(Data entries)
========================

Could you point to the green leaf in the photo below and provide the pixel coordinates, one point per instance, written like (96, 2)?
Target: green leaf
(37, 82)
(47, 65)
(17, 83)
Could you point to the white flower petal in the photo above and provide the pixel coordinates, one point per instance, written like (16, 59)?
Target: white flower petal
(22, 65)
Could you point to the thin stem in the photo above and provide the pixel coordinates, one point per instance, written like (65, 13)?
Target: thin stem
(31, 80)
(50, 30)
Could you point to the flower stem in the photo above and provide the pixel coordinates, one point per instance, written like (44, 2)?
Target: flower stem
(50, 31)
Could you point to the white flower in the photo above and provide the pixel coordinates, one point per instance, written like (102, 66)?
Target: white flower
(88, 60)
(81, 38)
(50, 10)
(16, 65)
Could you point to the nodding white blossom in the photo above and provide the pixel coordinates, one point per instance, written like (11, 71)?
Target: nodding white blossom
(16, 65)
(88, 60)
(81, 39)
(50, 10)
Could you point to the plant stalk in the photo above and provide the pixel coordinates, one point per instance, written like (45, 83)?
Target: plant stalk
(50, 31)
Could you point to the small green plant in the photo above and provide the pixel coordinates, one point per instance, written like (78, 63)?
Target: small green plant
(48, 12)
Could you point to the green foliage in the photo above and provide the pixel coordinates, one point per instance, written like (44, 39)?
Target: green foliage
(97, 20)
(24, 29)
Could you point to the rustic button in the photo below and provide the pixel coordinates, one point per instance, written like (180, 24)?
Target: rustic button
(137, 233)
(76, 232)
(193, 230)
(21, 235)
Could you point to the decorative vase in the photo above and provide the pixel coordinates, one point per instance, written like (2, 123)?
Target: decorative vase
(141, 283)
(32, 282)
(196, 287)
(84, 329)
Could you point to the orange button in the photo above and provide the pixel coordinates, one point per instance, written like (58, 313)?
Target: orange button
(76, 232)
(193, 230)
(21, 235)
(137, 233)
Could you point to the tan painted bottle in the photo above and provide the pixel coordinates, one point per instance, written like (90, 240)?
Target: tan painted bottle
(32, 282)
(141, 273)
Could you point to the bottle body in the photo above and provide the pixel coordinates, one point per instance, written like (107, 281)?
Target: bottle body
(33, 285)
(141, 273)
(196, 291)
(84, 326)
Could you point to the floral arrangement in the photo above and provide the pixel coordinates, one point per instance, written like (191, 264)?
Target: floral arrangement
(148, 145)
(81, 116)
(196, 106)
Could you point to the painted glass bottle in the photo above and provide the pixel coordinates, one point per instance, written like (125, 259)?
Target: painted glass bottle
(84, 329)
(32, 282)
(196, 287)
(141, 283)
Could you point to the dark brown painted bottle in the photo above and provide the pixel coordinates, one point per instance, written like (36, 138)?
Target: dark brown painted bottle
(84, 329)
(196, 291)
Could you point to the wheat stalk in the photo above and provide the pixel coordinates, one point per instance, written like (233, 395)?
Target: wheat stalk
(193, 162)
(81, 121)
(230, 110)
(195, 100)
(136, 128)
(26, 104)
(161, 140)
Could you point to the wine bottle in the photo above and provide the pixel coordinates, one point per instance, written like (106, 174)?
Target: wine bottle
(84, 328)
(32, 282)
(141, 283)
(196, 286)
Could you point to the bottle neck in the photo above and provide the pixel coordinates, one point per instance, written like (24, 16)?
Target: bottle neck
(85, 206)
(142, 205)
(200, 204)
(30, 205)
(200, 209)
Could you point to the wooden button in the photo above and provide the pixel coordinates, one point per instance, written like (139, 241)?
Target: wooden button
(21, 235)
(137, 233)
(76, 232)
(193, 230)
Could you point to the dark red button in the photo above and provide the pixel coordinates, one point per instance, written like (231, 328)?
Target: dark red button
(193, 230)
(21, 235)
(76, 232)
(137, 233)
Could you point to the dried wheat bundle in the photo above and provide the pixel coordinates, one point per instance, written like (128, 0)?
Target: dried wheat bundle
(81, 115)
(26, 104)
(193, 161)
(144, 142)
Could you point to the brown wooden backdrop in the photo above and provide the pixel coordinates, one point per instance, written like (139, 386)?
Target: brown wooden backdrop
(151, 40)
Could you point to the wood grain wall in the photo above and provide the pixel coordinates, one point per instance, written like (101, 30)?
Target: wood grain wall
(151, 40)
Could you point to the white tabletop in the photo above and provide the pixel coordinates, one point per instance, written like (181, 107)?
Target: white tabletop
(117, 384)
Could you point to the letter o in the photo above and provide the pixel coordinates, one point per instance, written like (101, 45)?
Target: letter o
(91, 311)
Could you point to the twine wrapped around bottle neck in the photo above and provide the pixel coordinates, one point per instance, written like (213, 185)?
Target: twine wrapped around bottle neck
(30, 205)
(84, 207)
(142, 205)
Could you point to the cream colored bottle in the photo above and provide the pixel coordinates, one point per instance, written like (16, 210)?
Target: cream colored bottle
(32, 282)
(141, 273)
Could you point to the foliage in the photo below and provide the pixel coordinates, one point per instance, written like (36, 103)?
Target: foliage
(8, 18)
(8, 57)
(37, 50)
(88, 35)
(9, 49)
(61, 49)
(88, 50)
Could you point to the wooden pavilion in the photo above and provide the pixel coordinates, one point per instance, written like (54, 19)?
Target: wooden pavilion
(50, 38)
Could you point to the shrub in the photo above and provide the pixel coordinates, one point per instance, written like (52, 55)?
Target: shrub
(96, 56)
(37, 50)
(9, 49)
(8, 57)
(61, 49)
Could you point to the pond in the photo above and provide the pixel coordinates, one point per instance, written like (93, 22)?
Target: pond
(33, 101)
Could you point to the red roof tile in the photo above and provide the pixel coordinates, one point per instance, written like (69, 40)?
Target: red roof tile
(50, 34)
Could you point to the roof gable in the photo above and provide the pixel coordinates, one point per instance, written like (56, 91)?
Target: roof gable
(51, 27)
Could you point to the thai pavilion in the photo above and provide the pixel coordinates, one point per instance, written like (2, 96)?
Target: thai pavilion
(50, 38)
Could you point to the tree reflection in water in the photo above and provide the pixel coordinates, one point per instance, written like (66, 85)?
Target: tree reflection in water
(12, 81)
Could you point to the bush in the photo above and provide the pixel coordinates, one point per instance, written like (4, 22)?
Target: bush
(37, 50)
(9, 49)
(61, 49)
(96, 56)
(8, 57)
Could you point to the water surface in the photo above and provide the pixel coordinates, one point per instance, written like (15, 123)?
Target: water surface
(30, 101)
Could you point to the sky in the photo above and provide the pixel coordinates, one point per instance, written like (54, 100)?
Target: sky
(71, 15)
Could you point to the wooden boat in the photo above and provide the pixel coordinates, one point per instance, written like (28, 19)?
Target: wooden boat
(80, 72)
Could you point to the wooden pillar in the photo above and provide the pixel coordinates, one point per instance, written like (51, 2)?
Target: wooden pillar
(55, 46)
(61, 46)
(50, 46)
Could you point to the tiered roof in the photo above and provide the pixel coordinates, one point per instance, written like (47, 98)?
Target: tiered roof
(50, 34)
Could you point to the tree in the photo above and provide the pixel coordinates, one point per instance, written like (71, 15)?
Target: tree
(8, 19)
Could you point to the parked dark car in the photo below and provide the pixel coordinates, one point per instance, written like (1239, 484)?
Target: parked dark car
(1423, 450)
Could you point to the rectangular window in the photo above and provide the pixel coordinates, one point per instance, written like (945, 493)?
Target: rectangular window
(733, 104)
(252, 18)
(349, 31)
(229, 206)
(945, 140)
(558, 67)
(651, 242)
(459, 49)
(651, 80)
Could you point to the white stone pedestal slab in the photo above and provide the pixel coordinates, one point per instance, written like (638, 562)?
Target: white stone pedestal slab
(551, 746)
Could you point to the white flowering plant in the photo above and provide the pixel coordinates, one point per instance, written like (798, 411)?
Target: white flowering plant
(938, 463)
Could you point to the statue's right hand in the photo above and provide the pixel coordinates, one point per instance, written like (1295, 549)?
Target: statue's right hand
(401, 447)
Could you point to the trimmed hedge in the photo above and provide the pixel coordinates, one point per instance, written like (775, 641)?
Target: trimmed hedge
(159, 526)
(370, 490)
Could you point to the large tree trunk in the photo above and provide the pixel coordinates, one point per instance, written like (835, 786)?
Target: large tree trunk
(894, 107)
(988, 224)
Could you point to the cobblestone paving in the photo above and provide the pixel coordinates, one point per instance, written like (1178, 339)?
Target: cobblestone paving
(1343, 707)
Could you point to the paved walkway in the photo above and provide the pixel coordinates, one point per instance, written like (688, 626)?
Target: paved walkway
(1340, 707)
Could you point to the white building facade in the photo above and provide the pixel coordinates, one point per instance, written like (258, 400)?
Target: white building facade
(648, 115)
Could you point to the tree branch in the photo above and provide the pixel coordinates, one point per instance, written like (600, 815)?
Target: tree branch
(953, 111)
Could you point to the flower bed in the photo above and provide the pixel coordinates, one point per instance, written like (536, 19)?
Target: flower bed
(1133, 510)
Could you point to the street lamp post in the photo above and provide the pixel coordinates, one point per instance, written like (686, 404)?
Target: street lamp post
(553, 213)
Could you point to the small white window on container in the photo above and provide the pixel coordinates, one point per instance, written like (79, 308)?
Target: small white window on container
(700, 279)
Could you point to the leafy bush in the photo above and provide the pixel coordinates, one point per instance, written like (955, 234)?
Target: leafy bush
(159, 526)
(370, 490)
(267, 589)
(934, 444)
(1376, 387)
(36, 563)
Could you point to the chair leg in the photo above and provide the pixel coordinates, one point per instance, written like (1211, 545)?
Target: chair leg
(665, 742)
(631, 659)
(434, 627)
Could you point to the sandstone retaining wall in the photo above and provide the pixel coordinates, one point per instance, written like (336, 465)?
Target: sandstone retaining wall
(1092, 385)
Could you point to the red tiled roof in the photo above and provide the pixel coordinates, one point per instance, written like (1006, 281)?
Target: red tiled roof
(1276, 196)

========================

# [EXERCISE REQUIREMENTS]
For the string "below", search the preceding data and copy every line that includes it.

# [SOLUTION TO THIS PROBLEM]
Could you point to the green leaf in the photo below and provide the pixel coordinates, one point per instance, written like (96, 2)?
Could you point to the rustic button in the photo below and provide the pixel coordinates, one point per instance, written like (180, 24)?
Could you point to the foliage in the photo below and provide the pixel coordinates, one point per instance, written like (36, 103)?
Could you point to the parked dark car in the photo below and provide the pixel coordinates, one point per instance, written like (1239, 484)?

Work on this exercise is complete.